Teilaufgaben:
1: Zitieren Sie aus dem Text über Friedrich Fromm wortgetreu den Abschnitt, der mit den Worten „Als Chef des“ beginnt und mit „fähiger Offizier steigern.“ schließt.
2: Beantworten Sie anhand des Textes über Friedrich Fromm die folgenden Fragen.
(a) An welchem Tag wurde Fromm geboren?
(b) Zu welchem Rang wurde Fromm 1940 befördert?
(c) Wie lange würden laut Fromms Untersuchung vom August 1936 die deutschen Kraftstoffreserven ausreichen?

Friedrich Fromm, am 8. Oktober 1888 geboren, stammte aus einer Familie des Mittelstandes. Sein Großvater war königlich-preußischer Steuer-Inspektor, sein Vater preußischer Generalleutnant.2

Während des Ersten Weltkriegs kämpfte er zunächst in Frankreich, dann in Rußland und in Rumänien. Nach der Niederlage von 1918 blieb er als Hauptmann und Generalstabsoffizier im Reichsheer. Als Hitler Reichskanzler wurde, war Fromm Oberst im Wehramt des Reichswehrministeriums. Ab 1934 war er Chef dieser Dienststelle, die im folgenden Jahr „Allgemeines Heeresamt“ genannt wurde und seit Kriegsausbruch zur Dienststelle „Chef der Heeresrüstung und Befehlshaber des Ersatzheeres“ ausgebaut wurde. 1935 wurde Fromm zum Generalmajor, 1938 zum Generalleutnant, 1939 zum General der Artillerie und 1940 zum Generaloberst befördert.

Selbstbewußt, ehrgeizig und stolz auf seine Stellung, beteiligte sich Fromm an der Auseinandersetzung über die Organisation des Oberkommandos. Er schlug ein zweiteiliges System – Führung und Rüstung – vor.3 Indem er gegen einen kombinierten Wehrmachtsstab argumentierte, gewann er das Wohlwollen des Oberkommandos des Heeres (OKH); indem er andererseits für eine Aufhebung der führenden Position des Generalstabes eintrat, stellte er auch ein Organisationsmodell vor, das vielleicht dem Reichswehrminister Werner von Blomberg zusagen würde. Die Argumente Fromms erwecken den Eindruck, daß er „alle Zielpunkte im Schußfeld hatte“ und zugleich hoffte, seine gelehrten Ausführungen würden ihm eine Beförderung einbringen.4 Diese Auseinandersetzung wurde erst 1938 beendet, als Hitler den Posten des Reichskriegsministers selbst übernahm und das Oberkommando der Wehrmacht (OKW) schuf.

Als Chef des Allgemeinen Heeresamtes befürwortete Fromm die Pläne für eine Verstärkung des deutschen Heeres. Gegen den Widerstand von Generalstabschef Ludwig Beck unterstützte er Hitlers Forderungen nach einem 300.000-Mann-Heer. Er argumentierte, diese Vergrößerung würde die organisatorische Leistungsfähigkeit des Heeres maximieren. Das Erreichen dieses Zieles mußte auch seinen eigenen Ruf als begabter und fähiger Offizier steigern.

Im August 1936 legte Fromm eine Untersuchung über die Erfordernisse eines Aufrüstungsprogramms im Falle eines totalen Krieges vor. Auf Ersuchen des Oberbefehlshabers des Heeres, Generaloberst von Fritsch, listete er detailliert auf, welche Geldmittel, welches Menschenpotential und welche wirtschaftlichen Ressourcen man für einen totalen Krieg benötige. Er kam zu der Schlußfolgerung, mit seinem Menschenpotential könne Deutschland ein Jahr lang Krieg führen; seine Kraftstoffreserven würden jedoch nur sieben Monate ausreichen.5 Diese grundlegende Untersuchung behielt Fromm stets im Gedächtnis; je länger der Krieg dauerte, desto besorgter wurde der Chef der Heeresrüstung.

(Quelleinträge)
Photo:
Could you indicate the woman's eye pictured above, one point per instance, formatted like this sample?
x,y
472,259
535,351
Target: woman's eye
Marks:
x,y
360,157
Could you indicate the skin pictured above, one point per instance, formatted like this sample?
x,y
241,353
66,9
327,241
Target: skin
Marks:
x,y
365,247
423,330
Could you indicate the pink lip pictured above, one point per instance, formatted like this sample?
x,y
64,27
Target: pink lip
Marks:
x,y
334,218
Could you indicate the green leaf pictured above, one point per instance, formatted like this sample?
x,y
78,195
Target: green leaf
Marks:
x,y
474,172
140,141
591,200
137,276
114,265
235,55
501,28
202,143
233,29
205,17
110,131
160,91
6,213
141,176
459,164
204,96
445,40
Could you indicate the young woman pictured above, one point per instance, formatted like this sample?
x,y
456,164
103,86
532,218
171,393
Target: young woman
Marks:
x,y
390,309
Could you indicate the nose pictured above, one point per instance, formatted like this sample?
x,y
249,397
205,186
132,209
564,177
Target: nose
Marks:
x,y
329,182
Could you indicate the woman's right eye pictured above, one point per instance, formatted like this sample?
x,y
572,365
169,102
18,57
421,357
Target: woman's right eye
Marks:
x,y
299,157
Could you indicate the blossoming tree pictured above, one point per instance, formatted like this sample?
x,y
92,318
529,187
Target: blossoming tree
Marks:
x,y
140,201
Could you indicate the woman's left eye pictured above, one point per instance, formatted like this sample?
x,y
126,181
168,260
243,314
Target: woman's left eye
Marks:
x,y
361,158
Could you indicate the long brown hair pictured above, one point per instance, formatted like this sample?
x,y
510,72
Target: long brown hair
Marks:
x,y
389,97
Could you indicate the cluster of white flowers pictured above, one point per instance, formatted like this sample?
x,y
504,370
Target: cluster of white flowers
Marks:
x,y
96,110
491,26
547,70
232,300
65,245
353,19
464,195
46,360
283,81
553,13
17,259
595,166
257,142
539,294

Lösungen:
1:
Als Chef des Allgemeinen Heeresamtes befürwortete Fromm die Pläne für eine Verstärkung des deutschen Heeres. Gegen den Widerstand von Generalstabschef Ludwig Beck unterstützte er Hitlers Forderungen nach einem 300.000-Mann-Heer. Er argumentierte, diese Vergrößerung würde die organisatorische Leistungsfähigkeit des Heeres maximieren. Das Erreichen dieses Zieles mußte auch seinen eigenen Ruf als begabter und fähiger Offizier steigern.

2:
(a) Am 8. Oktober 1888.
(b) Zum Generaloberst.
(c) Nur sieben Monate.